Go through the data line by line. Copy each one holding the string "water".

Stored data entries
↓

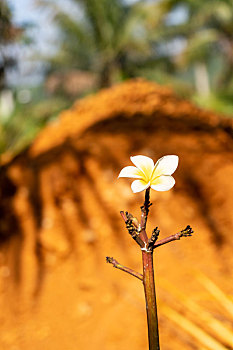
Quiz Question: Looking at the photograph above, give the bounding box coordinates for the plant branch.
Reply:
[120,211,144,248]
[154,225,193,249]
[106,257,143,281]
[148,227,160,251]
[108,172,193,350]
[140,187,151,243]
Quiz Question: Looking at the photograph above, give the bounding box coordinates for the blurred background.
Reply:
[1,0,233,156]
[0,1,233,350]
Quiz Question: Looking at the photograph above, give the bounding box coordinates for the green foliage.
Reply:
[39,0,158,87]
[194,92,233,117]
[161,0,233,93]
[40,0,233,103]
[0,92,70,155]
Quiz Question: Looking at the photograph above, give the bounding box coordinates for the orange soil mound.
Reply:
[1,79,233,350]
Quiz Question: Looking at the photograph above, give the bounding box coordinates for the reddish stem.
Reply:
[106,257,143,281]
[140,188,160,350]
[142,250,160,350]
[140,187,150,243]
[154,226,193,249]
[154,232,180,248]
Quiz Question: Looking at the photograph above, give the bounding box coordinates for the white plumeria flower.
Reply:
[118,155,179,193]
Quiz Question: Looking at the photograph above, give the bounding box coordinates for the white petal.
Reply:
[151,175,175,191]
[118,166,143,179]
[153,155,179,178]
[131,179,150,193]
[130,155,154,180]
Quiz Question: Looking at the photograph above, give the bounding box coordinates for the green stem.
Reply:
[142,250,160,350]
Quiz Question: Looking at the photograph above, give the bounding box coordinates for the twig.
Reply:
[140,187,151,243]
[125,211,140,229]
[120,211,144,248]
[106,257,143,281]
[154,225,193,249]
[148,227,160,250]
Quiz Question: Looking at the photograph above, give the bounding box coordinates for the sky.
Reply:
[7,0,85,86]
[9,0,54,52]
[7,0,57,86]
[10,0,41,24]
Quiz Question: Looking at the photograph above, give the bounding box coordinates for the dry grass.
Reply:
[161,273,233,350]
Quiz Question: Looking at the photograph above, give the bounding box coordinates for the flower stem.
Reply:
[141,188,160,350]
[142,250,160,350]
[140,187,151,243]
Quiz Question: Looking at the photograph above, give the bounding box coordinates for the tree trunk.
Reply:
[194,62,210,96]
[99,61,112,88]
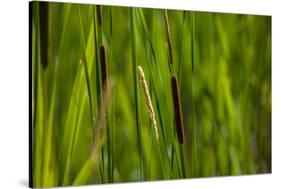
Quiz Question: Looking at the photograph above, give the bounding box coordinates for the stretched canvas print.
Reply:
[29,1,272,188]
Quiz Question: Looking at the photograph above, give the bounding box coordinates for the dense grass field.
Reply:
[31,1,271,188]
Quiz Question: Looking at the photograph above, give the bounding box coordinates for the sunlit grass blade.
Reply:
[130,8,143,180]
[76,5,94,122]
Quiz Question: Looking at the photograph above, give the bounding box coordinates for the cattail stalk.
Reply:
[137,66,159,141]
[171,75,184,144]
[93,79,112,148]
[164,9,173,65]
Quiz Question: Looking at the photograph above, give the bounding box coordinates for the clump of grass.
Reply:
[137,66,159,141]
[171,75,184,144]
[164,9,173,66]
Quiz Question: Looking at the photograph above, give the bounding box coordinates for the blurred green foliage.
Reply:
[31,1,271,188]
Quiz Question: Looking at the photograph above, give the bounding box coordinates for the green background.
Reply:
[31,1,271,187]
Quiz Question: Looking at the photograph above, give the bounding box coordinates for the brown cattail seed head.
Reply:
[97,5,102,26]
[171,75,184,144]
[100,44,108,90]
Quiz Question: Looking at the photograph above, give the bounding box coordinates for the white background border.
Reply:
[0,0,278,188]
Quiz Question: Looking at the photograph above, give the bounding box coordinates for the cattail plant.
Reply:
[99,44,109,182]
[100,44,108,91]
[97,5,102,26]
[137,66,159,141]
[164,9,173,66]
[171,75,184,144]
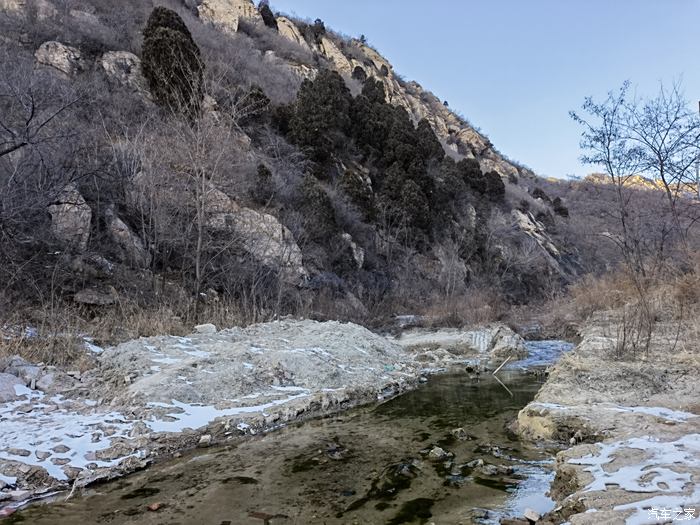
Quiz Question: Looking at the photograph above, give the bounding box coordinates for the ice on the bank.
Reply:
[0,389,135,481]
[568,434,700,524]
[146,390,311,433]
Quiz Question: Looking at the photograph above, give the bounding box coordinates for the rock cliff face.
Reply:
[198,0,262,33]
[192,0,525,181]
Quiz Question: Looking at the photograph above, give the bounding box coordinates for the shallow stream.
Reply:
[10,341,571,525]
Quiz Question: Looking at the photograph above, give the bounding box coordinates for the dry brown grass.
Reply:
[568,270,637,319]
[421,287,507,328]
[0,298,259,370]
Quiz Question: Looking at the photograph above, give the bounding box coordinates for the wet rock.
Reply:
[34,450,51,461]
[466,458,484,468]
[450,427,474,441]
[476,463,514,477]
[427,446,451,462]
[523,508,541,522]
[51,444,70,454]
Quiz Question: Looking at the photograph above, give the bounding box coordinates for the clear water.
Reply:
[8,341,571,525]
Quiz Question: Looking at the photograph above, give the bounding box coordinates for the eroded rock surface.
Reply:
[100,51,149,96]
[47,184,92,251]
[276,16,310,50]
[205,187,307,283]
[198,0,261,33]
[393,324,528,361]
[35,41,85,76]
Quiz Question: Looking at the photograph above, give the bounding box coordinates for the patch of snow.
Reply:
[12,384,33,397]
[569,434,700,523]
[609,405,697,423]
[529,402,696,423]
[571,434,700,492]
[146,393,311,433]
[83,340,104,354]
[615,485,700,524]
[183,349,210,358]
[0,474,17,486]
[0,390,136,481]
[150,356,182,365]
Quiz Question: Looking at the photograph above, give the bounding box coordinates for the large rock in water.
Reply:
[198,0,261,33]
[47,185,92,251]
[35,41,85,76]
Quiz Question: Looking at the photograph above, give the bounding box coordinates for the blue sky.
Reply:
[271,0,700,179]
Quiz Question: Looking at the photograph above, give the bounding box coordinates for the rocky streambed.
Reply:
[0,319,535,517]
[8,341,572,524]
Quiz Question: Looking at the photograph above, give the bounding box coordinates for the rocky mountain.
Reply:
[0,0,580,331]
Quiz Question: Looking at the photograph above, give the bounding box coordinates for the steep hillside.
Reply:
[0,0,580,343]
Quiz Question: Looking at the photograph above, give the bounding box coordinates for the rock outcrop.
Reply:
[99,51,149,96]
[48,185,92,251]
[198,0,261,33]
[511,209,561,269]
[0,0,55,20]
[0,320,431,508]
[35,41,85,76]
[319,36,352,75]
[393,324,528,361]
[276,16,310,50]
[105,209,151,268]
[205,187,307,283]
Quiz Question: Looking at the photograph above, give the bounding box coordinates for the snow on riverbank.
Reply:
[0,320,435,508]
[516,317,700,524]
[0,319,535,510]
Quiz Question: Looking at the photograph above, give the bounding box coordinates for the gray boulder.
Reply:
[0,373,25,402]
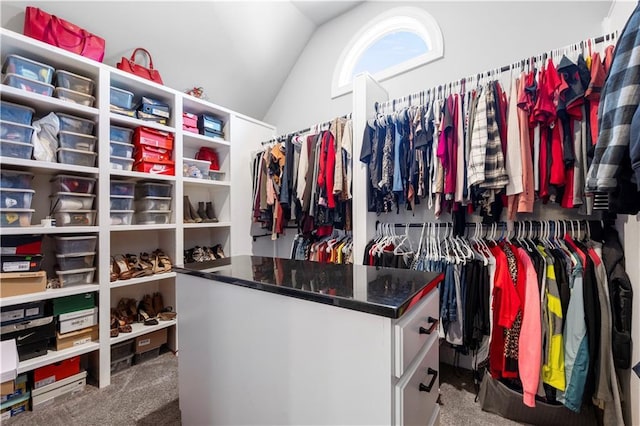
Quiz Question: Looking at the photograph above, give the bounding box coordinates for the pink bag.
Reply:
[23,6,105,62]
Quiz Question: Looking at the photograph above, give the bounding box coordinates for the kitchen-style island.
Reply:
[175,256,442,425]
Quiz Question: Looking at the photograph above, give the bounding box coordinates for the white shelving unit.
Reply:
[0,27,276,389]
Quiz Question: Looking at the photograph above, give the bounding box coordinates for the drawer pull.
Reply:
[419,368,438,393]
[419,317,438,335]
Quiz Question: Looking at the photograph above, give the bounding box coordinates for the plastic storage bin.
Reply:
[135,210,171,225]
[133,347,160,364]
[110,180,135,196]
[54,236,97,254]
[54,70,94,95]
[57,148,97,167]
[110,87,134,109]
[2,54,54,83]
[209,170,226,181]
[0,188,35,209]
[50,192,95,211]
[0,140,33,159]
[110,125,134,143]
[0,120,35,143]
[111,355,134,374]
[110,210,134,226]
[183,158,211,179]
[58,131,96,152]
[110,156,134,171]
[54,87,95,107]
[111,340,134,360]
[0,101,35,125]
[110,141,134,158]
[135,197,171,211]
[0,209,33,227]
[3,73,54,96]
[110,195,134,211]
[56,113,94,135]
[0,170,33,189]
[55,252,95,271]
[51,175,96,194]
[135,182,172,198]
[56,267,96,286]
[53,210,96,226]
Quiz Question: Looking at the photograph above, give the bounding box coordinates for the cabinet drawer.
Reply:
[395,338,439,426]
[394,289,439,377]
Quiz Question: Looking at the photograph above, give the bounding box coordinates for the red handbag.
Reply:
[23,6,105,62]
[117,48,164,85]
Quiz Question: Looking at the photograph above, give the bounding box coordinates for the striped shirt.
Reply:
[468,86,488,186]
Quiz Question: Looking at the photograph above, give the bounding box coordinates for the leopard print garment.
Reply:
[502,244,522,367]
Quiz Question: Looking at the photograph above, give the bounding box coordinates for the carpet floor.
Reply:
[5,353,525,425]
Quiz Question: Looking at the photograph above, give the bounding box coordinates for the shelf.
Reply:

↑

Answer for this exercise
Quiz Question: Looking at the photograph above, give the bounding box coordinates for the clear water.
Quiz Question: Looking at the photograph above, give the bounding box coordinates for the large rock in water.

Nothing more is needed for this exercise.